> Task statement
Please update all of the entries below so that "with a single dot" becomes "with one dot", keeping everything else the same.

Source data
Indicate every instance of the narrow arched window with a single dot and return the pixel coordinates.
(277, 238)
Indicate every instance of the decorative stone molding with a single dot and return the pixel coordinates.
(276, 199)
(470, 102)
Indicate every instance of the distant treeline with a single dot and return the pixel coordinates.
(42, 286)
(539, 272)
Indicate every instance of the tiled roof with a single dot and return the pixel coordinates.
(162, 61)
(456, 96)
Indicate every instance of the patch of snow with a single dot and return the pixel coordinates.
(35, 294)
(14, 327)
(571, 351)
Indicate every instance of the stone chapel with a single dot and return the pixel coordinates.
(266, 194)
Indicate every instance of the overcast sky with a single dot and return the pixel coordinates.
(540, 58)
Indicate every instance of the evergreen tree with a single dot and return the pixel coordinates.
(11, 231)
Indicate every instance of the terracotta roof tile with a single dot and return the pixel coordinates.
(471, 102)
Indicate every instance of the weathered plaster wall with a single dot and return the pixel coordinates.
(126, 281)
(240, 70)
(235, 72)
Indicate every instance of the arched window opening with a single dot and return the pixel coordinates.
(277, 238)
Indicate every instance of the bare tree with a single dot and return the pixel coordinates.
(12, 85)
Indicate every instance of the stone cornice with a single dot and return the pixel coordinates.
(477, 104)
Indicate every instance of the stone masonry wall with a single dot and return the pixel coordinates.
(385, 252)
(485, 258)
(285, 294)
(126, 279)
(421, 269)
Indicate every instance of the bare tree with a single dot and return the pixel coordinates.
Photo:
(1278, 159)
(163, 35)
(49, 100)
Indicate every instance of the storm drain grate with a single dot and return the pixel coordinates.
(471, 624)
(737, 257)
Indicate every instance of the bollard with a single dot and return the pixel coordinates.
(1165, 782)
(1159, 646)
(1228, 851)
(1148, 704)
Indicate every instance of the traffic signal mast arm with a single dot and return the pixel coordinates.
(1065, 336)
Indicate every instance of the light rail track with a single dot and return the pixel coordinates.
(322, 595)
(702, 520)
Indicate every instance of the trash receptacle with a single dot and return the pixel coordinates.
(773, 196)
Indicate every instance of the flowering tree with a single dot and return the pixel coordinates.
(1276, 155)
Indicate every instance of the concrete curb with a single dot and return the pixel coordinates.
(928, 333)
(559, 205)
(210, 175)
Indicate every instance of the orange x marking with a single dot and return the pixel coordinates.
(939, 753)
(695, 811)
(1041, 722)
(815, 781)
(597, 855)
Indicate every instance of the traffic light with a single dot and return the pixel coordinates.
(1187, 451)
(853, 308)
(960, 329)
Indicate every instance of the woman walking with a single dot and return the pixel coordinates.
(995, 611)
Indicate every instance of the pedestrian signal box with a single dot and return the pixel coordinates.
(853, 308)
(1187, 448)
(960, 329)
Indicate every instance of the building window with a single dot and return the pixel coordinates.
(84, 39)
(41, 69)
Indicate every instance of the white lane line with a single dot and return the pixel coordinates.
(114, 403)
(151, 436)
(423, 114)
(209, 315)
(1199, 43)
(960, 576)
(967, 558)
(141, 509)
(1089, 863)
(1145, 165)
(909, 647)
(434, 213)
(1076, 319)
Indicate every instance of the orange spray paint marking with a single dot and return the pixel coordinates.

> Worked answer
Indicate every instance of the narrow arched window with one dot and return the pixel coordinates.
(277, 238)
Indicate every instance of the decorative stone molding with one dot and return the pixel coordinates.
(276, 199)
(470, 102)
Indicate every instance of the distant treeline with one dot and return the pixel coordinates.
(42, 286)
(539, 272)
Indicate every instance of the tiled roof with one dot and return the pixel coordinates.
(162, 61)
(456, 96)
Indicate every instance of the patch of snow with one dot and return the pixel coordinates.
(35, 294)
(14, 327)
(571, 351)
Indicate every instance of the stone chapel with one dot and return the pixel coordinates.
(266, 194)
Indicate every instance of the overcast sky with one dot and return the pixel coordinates.
(540, 58)
Indicate every instance of the evergreen tree with one dot and return the pixel coordinates.
(11, 231)
Indicate every instance of the terracotta roof tile with one dot and return the pixel coordinates.
(471, 102)
Indicate every instance of the weathered plaster wall with one dot and return the pixel coordinates.
(126, 281)
(240, 70)
(235, 72)
Indicate every instance of the arched window opening with one dot and return the pixel coordinates.
(277, 238)
Indicate every instance of the bare tree with one dot and return the pixel coordinates.
(12, 85)
Indicate every instance of the stone cornice with one dot and return the pixel coordinates.
(477, 104)
Indicate every instance of the stone masonry wall with one dot and return the pixel coordinates.
(385, 252)
(485, 258)
(285, 294)
(126, 279)
(421, 269)
Indicate every instance of the bare tree with one dot and return the pixel coordinates.
Photo:
(1278, 159)
(163, 35)
(49, 100)
Indicate every instance of the storm drain grate with one dot and return the pixel coordinates.
(471, 624)
(737, 257)
Indicate every instance of the bollard with one dot and return the pixel coordinates.
(1165, 782)
(1159, 646)
(1228, 851)
(1148, 704)
Indicate every instance of the traffic signal mast arm with one dot and return the pixel coordinates.
(1065, 336)
Indicate every instance of the light rail track with one dot and return the pixel coordinates.
(322, 595)
(702, 520)
Indicate every instance of the trash receptacle with one dot and return the pixel coordinates.
(773, 196)
Indicate every instance of the flowering tree with one dot and return the pixel coordinates.
(1276, 155)
Indicate every instance of the concrete curb with one dot and return the pixel coordinates.
(928, 333)
(559, 205)
(210, 175)
Indicate every instance of the orange x marking with one dot and return the pixel coordinates.
(939, 753)
(695, 811)
(1041, 722)
(815, 781)
(597, 855)
Indicate every instance of the traffic light with one dot and return the pixel coordinates.
(1187, 451)
(853, 308)
(960, 329)
Indicate every instance of the woman walking with one dot and return the pixel coordinates.
(995, 611)
Indicate every instance of the pedestrian signal box with one dot and return the pixel coordinates.
(853, 308)
(1187, 448)
(960, 329)
Indicate every instance of the building window with one dot and return the pixel coordinates.
(84, 39)
(41, 69)
Indicate every instance of the white lane line with one dot and return the pixel coordinates.
(114, 403)
(151, 436)
(423, 114)
(209, 315)
(1199, 43)
(960, 576)
(967, 558)
(141, 509)
(1089, 863)
(1145, 165)
(909, 647)
(434, 213)
(1076, 319)
Indicate every instance of the orange spray paint marking with one dot and return the pixel coordinates.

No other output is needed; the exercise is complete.